**Exercise instructions:**
Word for word, transcribe all the entries shown below.

Text-to-region grounding data

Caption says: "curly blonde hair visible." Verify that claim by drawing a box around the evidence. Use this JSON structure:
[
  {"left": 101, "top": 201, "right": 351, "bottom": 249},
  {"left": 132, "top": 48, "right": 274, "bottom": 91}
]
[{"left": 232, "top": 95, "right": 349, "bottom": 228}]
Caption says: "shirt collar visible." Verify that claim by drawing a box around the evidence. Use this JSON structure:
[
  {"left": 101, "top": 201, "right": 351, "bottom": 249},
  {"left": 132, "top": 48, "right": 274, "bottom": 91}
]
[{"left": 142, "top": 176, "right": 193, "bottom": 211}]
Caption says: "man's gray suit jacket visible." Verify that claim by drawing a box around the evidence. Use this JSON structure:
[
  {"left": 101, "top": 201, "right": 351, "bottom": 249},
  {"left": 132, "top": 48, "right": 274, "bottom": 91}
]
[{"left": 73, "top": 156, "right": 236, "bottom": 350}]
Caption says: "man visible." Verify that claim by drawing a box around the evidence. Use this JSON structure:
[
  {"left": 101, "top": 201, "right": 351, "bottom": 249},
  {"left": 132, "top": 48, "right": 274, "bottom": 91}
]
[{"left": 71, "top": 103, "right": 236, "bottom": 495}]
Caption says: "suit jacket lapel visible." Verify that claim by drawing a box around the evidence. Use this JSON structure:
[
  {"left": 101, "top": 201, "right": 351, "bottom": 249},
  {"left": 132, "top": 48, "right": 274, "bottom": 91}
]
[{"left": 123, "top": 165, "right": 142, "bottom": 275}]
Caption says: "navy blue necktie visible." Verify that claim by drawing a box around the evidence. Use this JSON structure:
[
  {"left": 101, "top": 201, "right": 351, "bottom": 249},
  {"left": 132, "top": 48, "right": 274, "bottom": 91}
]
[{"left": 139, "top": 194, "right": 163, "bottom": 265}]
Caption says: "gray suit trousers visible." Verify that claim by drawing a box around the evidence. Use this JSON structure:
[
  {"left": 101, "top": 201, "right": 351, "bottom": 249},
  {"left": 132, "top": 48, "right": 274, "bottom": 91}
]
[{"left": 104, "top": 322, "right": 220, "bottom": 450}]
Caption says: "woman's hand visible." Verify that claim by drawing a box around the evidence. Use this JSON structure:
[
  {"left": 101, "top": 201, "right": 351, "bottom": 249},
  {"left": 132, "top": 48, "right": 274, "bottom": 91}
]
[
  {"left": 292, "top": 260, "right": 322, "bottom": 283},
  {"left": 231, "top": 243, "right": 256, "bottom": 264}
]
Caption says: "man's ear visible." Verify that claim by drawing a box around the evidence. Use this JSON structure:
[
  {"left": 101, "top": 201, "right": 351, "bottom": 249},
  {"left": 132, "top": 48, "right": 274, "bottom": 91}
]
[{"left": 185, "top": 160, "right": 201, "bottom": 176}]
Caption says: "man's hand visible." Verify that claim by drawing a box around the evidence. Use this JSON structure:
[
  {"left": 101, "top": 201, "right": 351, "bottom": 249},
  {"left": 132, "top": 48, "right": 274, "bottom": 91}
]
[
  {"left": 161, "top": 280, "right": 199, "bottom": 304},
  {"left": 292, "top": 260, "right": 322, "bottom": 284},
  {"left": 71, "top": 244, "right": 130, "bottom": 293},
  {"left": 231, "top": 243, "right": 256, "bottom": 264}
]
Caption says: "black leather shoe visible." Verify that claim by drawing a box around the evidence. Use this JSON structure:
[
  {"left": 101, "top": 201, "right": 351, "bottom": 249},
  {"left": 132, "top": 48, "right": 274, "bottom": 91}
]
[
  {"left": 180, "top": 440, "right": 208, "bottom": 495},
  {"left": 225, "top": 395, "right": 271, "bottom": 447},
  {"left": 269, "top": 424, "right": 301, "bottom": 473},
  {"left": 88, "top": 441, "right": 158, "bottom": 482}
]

**Answer section:**
Caption says: "curly blonde hair visible." Verify that claim by drawing a box around the evidence. Use this JSON structure:
[
  {"left": 101, "top": 201, "right": 351, "bottom": 249},
  {"left": 132, "top": 48, "right": 274, "bottom": 91}
]
[{"left": 232, "top": 95, "right": 349, "bottom": 228}]
Caption says: "shirt collar visible." Verify that claim by drawing a box around the evidence. Use this JSON structure:
[
  {"left": 101, "top": 201, "right": 351, "bottom": 249},
  {"left": 132, "top": 48, "right": 274, "bottom": 91}
]
[{"left": 142, "top": 176, "right": 193, "bottom": 211}]
Caption says: "man's gray suit jacket visible." Verify that claim by drawing a box around the evidence. Use this JSON structure:
[
  {"left": 101, "top": 201, "right": 351, "bottom": 249},
  {"left": 132, "top": 48, "right": 274, "bottom": 91}
]
[{"left": 73, "top": 156, "right": 236, "bottom": 350}]
Caption says: "man visible." Verify that claim by drawing a box around the evidence. Use this JSON structure:
[
  {"left": 101, "top": 201, "right": 351, "bottom": 249},
  {"left": 132, "top": 48, "right": 274, "bottom": 91}
]
[{"left": 71, "top": 103, "right": 236, "bottom": 495}]
Caption says: "suit jacket lapel visible." Verify that claim by drawing a box around the evidence. Use this JSON structure:
[
  {"left": 101, "top": 201, "right": 351, "bottom": 249},
  {"left": 132, "top": 48, "right": 274, "bottom": 91}
]
[{"left": 123, "top": 165, "right": 142, "bottom": 275}]
Caption says: "navy blue necktie visible." Verify that claim by drawing a box around the evidence. Use this JSON structure:
[
  {"left": 101, "top": 201, "right": 351, "bottom": 249},
  {"left": 132, "top": 48, "right": 274, "bottom": 91}
]
[{"left": 139, "top": 194, "right": 163, "bottom": 265}]
Caption says: "gray suit trousers visible." Verify that claim by drawing a box around the evidence. Use this JSON structure:
[
  {"left": 101, "top": 201, "right": 351, "bottom": 249},
  {"left": 132, "top": 48, "right": 274, "bottom": 91}
]
[{"left": 104, "top": 322, "right": 220, "bottom": 450}]
Caption says: "woman's hand visible." Verify that claim by drawing a box around the evidence. Use this JSON structure:
[
  {"left": 101, "top": 201, "right": 351, "bottom": 249},
  {"left": 132, "top": 48, "right": 274, "bottom": 91}
]
[
  {"left": 292, "top": 260, "right": 322, "bottom": 283},
  {"left": 231, "top": 243, "right": 256, "bottom": 264}
]
Caption says: "man's ear visible." Verify that claim by drawing a box around the evidence. Use this JSON structure:
[
  {"left": 101, "top": 201, "right": 351, "bottom": 249},
  {"left": 132, "top": 48, "right": 274, "bottom": 91}
]
[{"left": 185, "top": 160, "right": 201, "bottom": 176}]
Caption says: "man's hand visible." Verify that claim by drawing a box around the evidence. Use this JSON structure:
[
  {"left": 101, "top": 201, "right": 351, "bottom": 249},
  {"left": 132, "top": 48, "right": 274, "bottom": 91}
]
[
  {"left": 161, "top": 280, "right": 199, "bottom": 304},
  {"left": 292, "top": 260, "right": 322, "bottom": 284},
  {"left": 71, "top": 244, "right": 130, "bottom": 293},
  {"left": 231, "top": 243, "right": 256, "bottom": 264}
]
Caption says: "black leather shoe visible." Verify that claim by drawing a box around the evidence. Use this JSON structure:
[
  {"left": 101, "top": 201, "right": 351, "bottom": 249},
  {"left": 132, "top": 48, "right": 274, "bottom": 91}
]
[
  {"left": 180, "top": 440, "right": 208, "bottom": 495},
  {"left": 225, "top": 395, "right": 271, "bottom": 447},
  {"left": 269, "top": 424, "right": 301, "bottom": 473},
  {"left": 88, "top": 441, "right": 158, "bottom": 482}
]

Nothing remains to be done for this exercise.